--- YOUR TASK ---
Take the material and output all of it exactly.

--- RECORDED INFORMATION ---

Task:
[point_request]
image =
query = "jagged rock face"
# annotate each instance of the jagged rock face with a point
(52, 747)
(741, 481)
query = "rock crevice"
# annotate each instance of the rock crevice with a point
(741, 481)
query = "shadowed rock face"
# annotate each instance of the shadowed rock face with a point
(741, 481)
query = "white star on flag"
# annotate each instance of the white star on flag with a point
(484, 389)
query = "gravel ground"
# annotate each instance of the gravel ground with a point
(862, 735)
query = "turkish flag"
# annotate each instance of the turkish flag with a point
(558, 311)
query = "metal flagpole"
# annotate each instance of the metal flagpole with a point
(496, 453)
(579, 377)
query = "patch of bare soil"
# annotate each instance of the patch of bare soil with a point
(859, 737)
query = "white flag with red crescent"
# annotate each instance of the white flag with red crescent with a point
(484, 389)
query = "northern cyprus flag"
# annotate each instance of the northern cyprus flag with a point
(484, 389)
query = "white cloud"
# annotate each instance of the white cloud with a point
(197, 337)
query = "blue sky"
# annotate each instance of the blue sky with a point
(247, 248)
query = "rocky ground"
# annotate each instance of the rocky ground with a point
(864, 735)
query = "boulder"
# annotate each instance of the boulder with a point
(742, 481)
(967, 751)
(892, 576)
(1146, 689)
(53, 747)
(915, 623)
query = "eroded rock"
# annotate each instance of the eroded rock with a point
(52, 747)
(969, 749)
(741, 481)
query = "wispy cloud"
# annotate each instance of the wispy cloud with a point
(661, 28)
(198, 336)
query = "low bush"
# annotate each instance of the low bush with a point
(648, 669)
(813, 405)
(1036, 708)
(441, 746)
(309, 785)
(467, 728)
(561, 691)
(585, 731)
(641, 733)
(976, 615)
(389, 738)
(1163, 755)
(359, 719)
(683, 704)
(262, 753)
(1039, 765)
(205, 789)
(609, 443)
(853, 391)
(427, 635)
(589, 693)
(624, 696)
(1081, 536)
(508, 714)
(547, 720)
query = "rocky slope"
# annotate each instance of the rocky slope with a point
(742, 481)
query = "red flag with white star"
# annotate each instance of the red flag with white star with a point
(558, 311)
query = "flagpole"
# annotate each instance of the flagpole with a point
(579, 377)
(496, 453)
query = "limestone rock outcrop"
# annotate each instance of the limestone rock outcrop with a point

--- RESULT OF THIS TASK ---
Task:
[point_request]
image =
query = "jagged rock face"
# annotate each instance of the jagged rock face with a point
(52, 747)
(741, 481)
query = "rock crevice"
# annotate each instance of the rock crevice with a point
(741, 481)
query = "shadowed rock face"
# annotate each instance of the shadowed rock face with a point
(741, 481)
query = "white star on flag"
# annotate each instance of the white star on flag with a point
(484, 389)
query = "gravel ground"
# annotate each instance of the gravel ground with a point
(862, 735)
query = "turkish flag"
# annotate each instance of the turkish flag with a point
(558, 311)
query = "metal flagpole"
# annotate each instance of the metal flagpole with a point
(496, 453)
(579, 377)
query = "patch of bare soil"
# annotate each instance of the patch of bare soil with a point
(859, 737)
query = "white flag with red crescent"
# annotate each instance of the white flag with red crescent with a point
(484, 389)
query = "northern cyprus flag"
# annotate each instance of the northern cyprus flag with a point
(484, 389)
query = "white cloud"
# annotate each instance of the white cloud with a point
(197, 337)
query = "blue sky"
# annotate each instance of the blue sky with a point
(247, 248)
query = "rocky ground"
# annotate each instance of the rocky ground with a point
(864, 735)
query = "boulder"
# annotate each instance of the boulder with a point
(742, 481)
(967, 751)
(892, 576)
(1146, 689)
(53, 747)
(915, 623)
query = "eroded rock"
# annotate each instance of the eroded rock with a point
(52, 747)
(969, 749)
(741, 481)
query = "wispy cloud"
# annotate each instance of the wispy cloud with a point
(661, 28)
(198, 336)
query = "low bush"
# annotate each instance of the low bush with a point
(648, 669)
(813, 405)
(1036, 708)
(441, 746)
(309, 785)
(467, 728)
(561, 691)
(585, 731)
(641, 733)
(976, 615)
(389, 738)
(1163, 755)
(359, 719)
(683, 704)
(262, 753)
(1039, 765)
(205, 789)
(609, 443)
(853, 391)
(427, 635)
(589, 693)
(624, 696)
(1081, 536)
(508, 714)
(547, 720)
query = "rocky slope"
# annotate each instance of the rocky slope with a point
(742, 481)
query = "red flag with white star"
# annotate each instance of the red flag with white star with a point
(558, 311)
query = "flagpole"
# annotate each instance of the flagpole with a point
(579, 377)
(496, 453)
query = "limestone rock outcrop"
# annotate each instance of the limestone rock outcrop with a point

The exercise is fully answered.